Referring expression data:
■ ■ ■ ■ ■ ■ ■

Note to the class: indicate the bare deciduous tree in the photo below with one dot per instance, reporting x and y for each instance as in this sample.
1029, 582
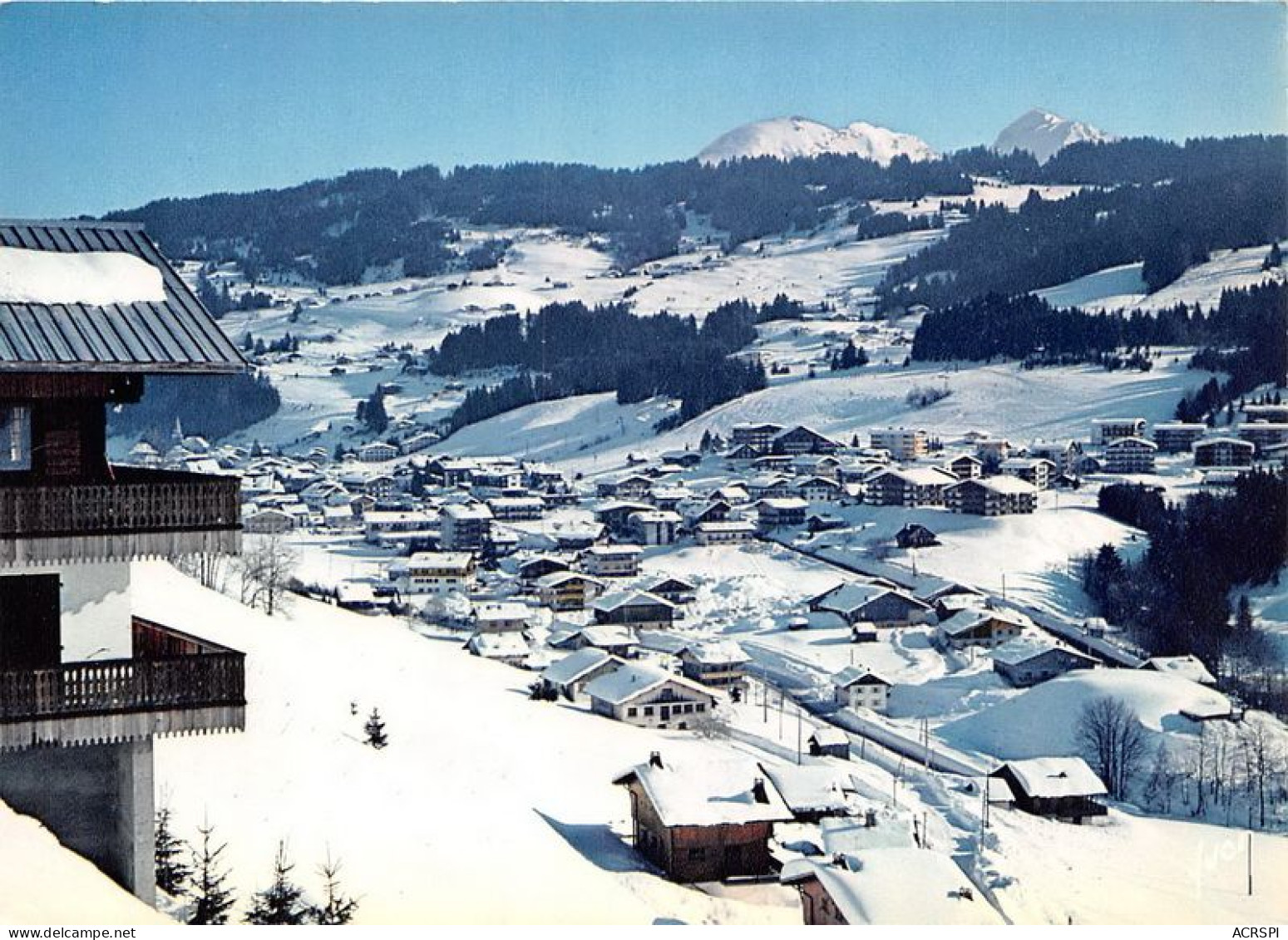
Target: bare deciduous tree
1113, 741
265, 569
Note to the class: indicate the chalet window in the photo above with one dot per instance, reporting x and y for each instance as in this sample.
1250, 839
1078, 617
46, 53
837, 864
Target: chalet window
16, 436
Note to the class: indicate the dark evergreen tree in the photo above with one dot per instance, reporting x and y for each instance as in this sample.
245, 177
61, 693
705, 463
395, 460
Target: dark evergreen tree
375, 731
337, 908
283, 902
211, 898
171, 871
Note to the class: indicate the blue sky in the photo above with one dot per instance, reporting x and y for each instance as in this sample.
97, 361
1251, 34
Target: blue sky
110, 106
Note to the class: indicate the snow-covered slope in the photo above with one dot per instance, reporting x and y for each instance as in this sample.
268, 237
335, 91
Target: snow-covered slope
486, 806
786, 138
1045, 134
42, 883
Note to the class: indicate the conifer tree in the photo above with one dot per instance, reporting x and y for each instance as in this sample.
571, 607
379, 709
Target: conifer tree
337, 908
171, 871
208, 888
375, 729
283, 902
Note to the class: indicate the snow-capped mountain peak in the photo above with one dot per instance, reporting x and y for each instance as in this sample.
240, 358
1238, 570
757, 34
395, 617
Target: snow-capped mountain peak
1045, 134
786, 138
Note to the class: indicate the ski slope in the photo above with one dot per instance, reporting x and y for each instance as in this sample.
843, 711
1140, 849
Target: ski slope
486, 806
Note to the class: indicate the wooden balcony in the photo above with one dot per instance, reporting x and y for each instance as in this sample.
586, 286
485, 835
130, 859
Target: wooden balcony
138, 513
173, 684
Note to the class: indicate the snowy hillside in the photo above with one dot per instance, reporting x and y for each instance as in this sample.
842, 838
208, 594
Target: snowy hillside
42, 883
460, 819
787, 138
1045, 134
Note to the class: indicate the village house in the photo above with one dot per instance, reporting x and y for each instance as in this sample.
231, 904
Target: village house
648, 696
915, 536
1128, 456
268, 522
382, 527
708, 822
508, 648
377, 452
1105, 431
616, 640
1058, 787
516, 508
802, 440
757, 436
888, 888
675, 590
1264, 434
982, 627
616, 515
828, 742
1024, 662
567, 590
439, 572
636, 609
532, 569
877, 604
1177, 436
501, 617
1036, 471
719, 663
901, 443
733, 532
922, 485
86, 684
992, 496
856, 687
465, 527
654, 527
574, 672
968, 466
779, 513
612, 560
1224, 452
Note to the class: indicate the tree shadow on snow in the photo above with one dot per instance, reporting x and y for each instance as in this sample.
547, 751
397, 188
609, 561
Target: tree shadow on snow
600, 845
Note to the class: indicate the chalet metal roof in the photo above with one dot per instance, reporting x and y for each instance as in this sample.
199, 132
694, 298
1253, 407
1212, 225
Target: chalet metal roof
176, 335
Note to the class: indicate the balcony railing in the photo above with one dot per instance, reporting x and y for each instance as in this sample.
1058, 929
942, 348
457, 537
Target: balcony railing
156, 511
173, 682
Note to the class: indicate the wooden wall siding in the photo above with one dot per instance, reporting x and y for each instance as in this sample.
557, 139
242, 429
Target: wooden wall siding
105, 386
136, 503
117, 548
126, 700
119, 728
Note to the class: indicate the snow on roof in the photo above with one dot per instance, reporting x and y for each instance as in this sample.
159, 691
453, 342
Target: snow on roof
576, 665
856, 675
96, 278
497, 645
881, 828
851, 595
970, 618
898, 886
719, 652
459, 560
710, 792
1055, 777
634, 680
1182, 666
1025, 648
619, 599
809, 788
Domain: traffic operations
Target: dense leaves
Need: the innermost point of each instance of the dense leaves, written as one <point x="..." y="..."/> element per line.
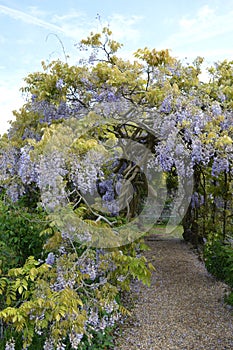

■ ■ ■ ■ ■ ■ ■

> **Activity**
Print the data above verbatim from the first line through the line holding "Note to the class: indicate the chalet window", leaving every picture out.

> **Solution for this problem**
Note to the class: indicate the bare deciduous tree in the photo below with one dot per instance, reporting x and y for each instance as in this sample.
1029, 582
Target: bare deciduous tree
1113, 741
265, 569
Note to the class: indicate the chalet window in the photo above with one dot per instance, reporting x and y for each instance as in this sample.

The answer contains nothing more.